Render each line of the data below as a Markdown table with two columns, Row and Line, numbering the rows in order and leaving out blank lines.

--- START ---

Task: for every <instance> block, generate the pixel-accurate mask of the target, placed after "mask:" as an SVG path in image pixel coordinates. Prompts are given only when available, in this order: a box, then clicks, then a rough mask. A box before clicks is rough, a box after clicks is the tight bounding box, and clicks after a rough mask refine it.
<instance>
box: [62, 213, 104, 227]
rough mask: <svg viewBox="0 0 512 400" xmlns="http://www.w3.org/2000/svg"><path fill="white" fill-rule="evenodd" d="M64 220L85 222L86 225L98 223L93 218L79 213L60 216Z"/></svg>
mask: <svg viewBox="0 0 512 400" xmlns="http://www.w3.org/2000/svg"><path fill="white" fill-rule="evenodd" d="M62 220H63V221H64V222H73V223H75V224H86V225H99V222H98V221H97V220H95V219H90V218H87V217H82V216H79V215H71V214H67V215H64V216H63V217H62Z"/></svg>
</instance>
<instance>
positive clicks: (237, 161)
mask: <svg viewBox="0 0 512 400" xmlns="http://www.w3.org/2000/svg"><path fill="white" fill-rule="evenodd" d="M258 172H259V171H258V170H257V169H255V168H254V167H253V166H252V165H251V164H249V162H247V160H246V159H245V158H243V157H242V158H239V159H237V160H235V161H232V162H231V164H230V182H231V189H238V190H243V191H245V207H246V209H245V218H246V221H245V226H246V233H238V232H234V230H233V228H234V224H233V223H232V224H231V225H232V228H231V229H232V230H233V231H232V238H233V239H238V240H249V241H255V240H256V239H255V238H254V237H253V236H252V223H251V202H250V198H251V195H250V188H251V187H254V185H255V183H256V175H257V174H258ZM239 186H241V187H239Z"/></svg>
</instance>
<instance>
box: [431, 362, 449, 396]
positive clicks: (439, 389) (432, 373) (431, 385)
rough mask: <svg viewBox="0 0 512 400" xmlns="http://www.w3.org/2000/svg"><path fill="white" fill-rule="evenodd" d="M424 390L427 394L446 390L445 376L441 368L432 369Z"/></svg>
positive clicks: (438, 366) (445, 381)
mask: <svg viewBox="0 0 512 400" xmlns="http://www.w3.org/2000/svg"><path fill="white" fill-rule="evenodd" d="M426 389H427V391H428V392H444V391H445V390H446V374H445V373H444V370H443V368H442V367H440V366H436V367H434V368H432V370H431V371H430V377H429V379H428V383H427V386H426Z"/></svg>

--- END ---

● **Completed exercise**
| Row | Line |
|---|---|
| 1 | Task: for every <instance> block, generate the pixel-accurate mask of the target, placed after "mask:" as an SVG path in image pixel coordinates. Prompts are given only when available, in this order: a box, then clicks, then a rough mask. A box before clicks is rough, a box after clicks is the tight bounding box, and clicks after a rough mask refine it. |
| 2 | <instance> |
| 3 | box: [62, 213, 104, 227] |
| 4 | rough mask: <svg viewBox="0 0 512 400" xmlns="http://www.w3.org/2000/svg"><path fill="white" fill-rule="evenodd" d="M64 220L85 222L86 225L98 223L93 218L79 213L60 216Z"/></svg> |
| 5 | mask: <svg viewBox="0 0 512 400" xmlns="http://www.w3.org/2000/svg"><path fill="white" fill-rule="evenodd" d="M62 220H63V221H64V222H73V223H75V224H86V225H99V222H98V221H97V220H95V219H90V218H87V217H82V216H79V215H71V214H67V215H64V216H63V217H62Z"/></svg> |
| 6 | </instance> |
| 7 | <instance> |
| 8 | positive clicks: (237, 161) |
| 9 | mask: <svg viewBox="0 0 512 400" xmlns="http://www.w3.org/2000/svg"><path fill="white" fill-rule="evenodd" d="M258 172H259V171H258V170H257V169H255V168H254V167H253V166H252V165H251V164H249V162H247V160H246V159H245V158H243V157H242V158H239V159H237V160H235V161H232V162H231V164H230V182H231V189H238V190H243V191H245V207H246V209H245V218H246V221H245V226H246V233H238V232H234V230H233V228H234V224H233V223H232V224H231V225H232V228H231V229H232V230H233V231H232V238H233V239H238V240H249V241H255V240H256V239H255V238H254V237H253V236H252V223H251V202H250V198H251V195H250V188H251V187H254V185H255V183H256V175H257V174H258ZM239 186H241V187H239Z"/></svg> |
| 10 | </instance> |
| 11 | <instance> |
| 12 | box: [431, 362, 449, 396] |
| 13 | positive clicks: (439, 389) (432, 373) (431, 385) |
| 14 | rough mask: <svg viewBox="0 0 512 400" xmlns="http://www.w3.org/2000/svg"><path fill="white" fill-rule="evenodd" d="M424 390L427 394L446 390L445 376L441 368L432 369Z"/></svg> |
| 15 | positive clicks: (438, 366) (445, 381) |
| 16 | mask: <svg viewBox="0 0 512 400" xmlns="http://www.w3.org/2000/svg"><path fill="white" fill-rule="evenodd" d="M426 389H427V391H428V392H444V391H445V390H446V374H445V373H444V370H443V368H442V367H440V366H436V367H434V368H432V370H431V371H430V377H429V379H428V383H427V386H426Z"/></svg> |